GEZEIGTER TEXTAUSZUG:
##########
Was sagt Putin selbst über den Vorfall von Kertsch? Hier sein offizielles Statement im Wortlaut

Auf der alljährlichen großen russischen Konferenz für ausländische Investoren stellte Putin sich gestern bei der Podiumsdiskussion den Fragen der Teilnehmer. Dabei gab er auch zum ersten Mal ein öffentliches Statement zu dem Vorfall in der Meerenge von Kertsch. Ich habe die Frage und Putins Antwort übersetzt.
 
Beginn der Übersetzung:
 
Frage eines Teilnehmers aus dem Saal: Ich möchte Sie zu den Beziehungen zur Ukraine fragen, zunächst zu dem Vorfall in Kertsch. Ich würde gerne wissen, warum diese Schiffe von der russischen Seite festgesetzt wurden. Darüber hinaus finden im nächsten Jahr Präsidentschaftwahlen in der Ukraine statt. Ich würde gerne wissen, ob es Informations- und Propagandakampagnen von russischer Seite gibt? Dies kann zu erhöhten Spannungen mit der Ukraine führen. Wie beurteilen Sie die langfristigen Beziehungen zur Ukraine?
##########
ZU BEARBEITENDE AUFGABE:
Zitieren Sie den oben stehenden Text über Putins Stellungnahme zum Vorfall von Kertsch vollständig und Wort für Wort.

Ein Datenblock:
##########
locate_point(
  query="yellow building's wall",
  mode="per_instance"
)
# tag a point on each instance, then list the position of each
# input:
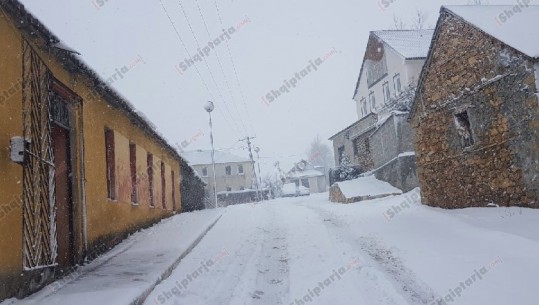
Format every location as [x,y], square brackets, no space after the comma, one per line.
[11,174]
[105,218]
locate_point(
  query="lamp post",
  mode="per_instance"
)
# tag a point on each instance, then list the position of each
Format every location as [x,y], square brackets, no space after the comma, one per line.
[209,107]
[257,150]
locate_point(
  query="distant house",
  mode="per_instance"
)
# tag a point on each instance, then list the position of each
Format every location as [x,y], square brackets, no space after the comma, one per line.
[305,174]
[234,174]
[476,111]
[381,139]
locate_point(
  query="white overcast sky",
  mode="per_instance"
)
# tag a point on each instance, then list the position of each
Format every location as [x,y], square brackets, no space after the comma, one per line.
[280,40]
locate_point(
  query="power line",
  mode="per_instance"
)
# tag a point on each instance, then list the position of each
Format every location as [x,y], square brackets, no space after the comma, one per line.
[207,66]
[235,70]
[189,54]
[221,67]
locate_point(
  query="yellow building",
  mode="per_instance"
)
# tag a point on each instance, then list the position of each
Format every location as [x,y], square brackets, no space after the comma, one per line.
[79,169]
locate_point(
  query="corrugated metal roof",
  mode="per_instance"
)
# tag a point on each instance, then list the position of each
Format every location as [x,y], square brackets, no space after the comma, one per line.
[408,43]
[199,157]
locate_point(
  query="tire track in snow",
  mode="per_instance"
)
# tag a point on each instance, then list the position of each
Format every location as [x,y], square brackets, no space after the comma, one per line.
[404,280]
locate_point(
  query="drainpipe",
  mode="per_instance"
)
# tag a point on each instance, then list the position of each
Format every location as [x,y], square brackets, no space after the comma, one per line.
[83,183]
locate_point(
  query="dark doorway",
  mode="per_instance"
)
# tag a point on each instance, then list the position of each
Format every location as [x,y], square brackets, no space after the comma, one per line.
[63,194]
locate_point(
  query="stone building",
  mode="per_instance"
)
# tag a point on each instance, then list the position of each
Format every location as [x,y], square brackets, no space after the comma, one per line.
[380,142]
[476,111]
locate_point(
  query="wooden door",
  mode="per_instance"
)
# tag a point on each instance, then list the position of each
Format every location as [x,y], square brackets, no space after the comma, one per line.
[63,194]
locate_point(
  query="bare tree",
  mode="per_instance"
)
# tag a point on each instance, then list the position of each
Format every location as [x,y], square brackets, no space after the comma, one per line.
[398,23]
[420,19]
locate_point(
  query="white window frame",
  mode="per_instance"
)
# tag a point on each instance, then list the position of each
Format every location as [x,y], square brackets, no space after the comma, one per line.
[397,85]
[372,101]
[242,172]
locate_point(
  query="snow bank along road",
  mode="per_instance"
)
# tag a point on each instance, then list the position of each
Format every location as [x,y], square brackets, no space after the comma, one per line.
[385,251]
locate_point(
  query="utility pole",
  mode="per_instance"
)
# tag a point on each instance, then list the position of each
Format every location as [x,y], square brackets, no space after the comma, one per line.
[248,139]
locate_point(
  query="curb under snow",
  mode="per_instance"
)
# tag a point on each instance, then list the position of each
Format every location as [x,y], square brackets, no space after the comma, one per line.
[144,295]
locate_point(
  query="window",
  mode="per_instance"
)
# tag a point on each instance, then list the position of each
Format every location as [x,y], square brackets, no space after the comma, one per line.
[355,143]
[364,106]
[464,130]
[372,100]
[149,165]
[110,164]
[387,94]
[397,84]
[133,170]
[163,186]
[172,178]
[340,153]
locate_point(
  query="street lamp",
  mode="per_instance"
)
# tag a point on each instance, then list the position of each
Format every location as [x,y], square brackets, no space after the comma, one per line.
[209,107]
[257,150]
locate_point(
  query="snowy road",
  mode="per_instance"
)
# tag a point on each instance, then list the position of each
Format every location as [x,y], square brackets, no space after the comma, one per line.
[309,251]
##########
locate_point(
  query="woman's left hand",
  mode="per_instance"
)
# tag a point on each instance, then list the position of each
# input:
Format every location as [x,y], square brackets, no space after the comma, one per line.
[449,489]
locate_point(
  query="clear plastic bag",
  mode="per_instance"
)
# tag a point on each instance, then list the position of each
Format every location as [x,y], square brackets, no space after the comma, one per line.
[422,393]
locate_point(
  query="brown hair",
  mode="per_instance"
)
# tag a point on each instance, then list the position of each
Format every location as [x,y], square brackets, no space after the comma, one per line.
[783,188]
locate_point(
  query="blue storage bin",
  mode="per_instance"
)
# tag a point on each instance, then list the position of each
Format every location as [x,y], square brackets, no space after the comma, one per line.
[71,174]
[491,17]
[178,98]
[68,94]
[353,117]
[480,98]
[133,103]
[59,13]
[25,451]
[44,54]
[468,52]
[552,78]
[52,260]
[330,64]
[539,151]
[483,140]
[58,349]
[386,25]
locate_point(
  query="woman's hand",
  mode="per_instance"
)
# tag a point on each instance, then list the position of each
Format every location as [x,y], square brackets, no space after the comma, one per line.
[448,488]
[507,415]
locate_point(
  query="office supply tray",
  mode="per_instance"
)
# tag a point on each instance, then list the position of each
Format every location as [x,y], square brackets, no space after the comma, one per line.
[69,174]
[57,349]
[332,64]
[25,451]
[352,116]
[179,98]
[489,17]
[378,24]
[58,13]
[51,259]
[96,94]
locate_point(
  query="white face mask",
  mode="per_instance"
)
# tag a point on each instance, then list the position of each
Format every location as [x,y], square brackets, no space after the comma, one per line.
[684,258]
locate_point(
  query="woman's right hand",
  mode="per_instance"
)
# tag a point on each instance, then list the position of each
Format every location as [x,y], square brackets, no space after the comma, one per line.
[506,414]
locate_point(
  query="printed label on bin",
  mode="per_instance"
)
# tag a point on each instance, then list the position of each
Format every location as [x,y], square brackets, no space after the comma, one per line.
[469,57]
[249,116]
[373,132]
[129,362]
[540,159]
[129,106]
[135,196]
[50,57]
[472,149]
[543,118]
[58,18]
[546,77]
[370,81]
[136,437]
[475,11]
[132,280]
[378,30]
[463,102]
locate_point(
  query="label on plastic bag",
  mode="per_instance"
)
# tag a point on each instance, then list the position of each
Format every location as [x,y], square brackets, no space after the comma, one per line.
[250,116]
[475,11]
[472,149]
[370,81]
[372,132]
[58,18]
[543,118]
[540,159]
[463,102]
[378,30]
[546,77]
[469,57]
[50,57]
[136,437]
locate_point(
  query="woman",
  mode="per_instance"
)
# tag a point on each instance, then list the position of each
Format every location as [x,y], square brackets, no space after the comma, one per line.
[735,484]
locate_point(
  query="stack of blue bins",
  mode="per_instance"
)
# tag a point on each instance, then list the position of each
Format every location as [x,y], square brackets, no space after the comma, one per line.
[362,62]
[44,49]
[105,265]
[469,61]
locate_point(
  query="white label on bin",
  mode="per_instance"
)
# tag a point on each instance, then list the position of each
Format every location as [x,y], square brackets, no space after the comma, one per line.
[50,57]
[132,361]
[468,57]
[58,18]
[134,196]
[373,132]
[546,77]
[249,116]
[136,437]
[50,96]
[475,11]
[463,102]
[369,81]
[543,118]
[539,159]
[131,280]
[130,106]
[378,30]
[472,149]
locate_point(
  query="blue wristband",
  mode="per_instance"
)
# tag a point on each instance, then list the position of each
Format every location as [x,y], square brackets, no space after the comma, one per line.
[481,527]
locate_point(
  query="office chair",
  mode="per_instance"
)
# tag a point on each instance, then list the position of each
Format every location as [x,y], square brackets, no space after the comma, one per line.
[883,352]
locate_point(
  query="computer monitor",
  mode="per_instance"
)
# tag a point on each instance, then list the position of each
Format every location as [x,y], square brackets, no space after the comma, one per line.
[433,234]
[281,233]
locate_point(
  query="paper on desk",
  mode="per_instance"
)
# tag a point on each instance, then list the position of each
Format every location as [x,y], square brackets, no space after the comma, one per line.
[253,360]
##########
ANTWORT ZUR AUFGABE:
Was sagt Putin selbst über den Vorfall von Kertsch? Hier sein offizielles Statement im Wortlaut

Auf der alljährlichen großen russischen Konferenz für ausländische Investoren stellte Putin sich gestern bei der Podiumsdiskussion den Fragen der Teilnehmer. Dabei gab er auch zum ersten Mal ein öffentliches Statement zu dem Vorfall in der Meerenge von Kertsch. Ich habe die Frage und Putins Antwort übersetzt.
 
Beginn der Übersetzung:
 
Frage eines Teilnehmers aus dem Saal: Ich möchte Sie zu den Beziehungen zur Ukraine fragen, zunächst zu dem Vorfall in Kertsch. Ich würde gerne wissen, warum diese Schiffe von der russischen Seite festgesetzt wurden. Darüber hinaus finden im nächsten Jahr Präsidentschaftwahlen in der Ukraine statt. Ich würde gerne wissen, ob es Informations- und Propagandakampagnen von russischer Seite gibt? Dies kann zu erhöhten Spannungen mit der Ukraine führen. Wie beurteilen Sie die langfristigen Beziehungen zur Ukraine?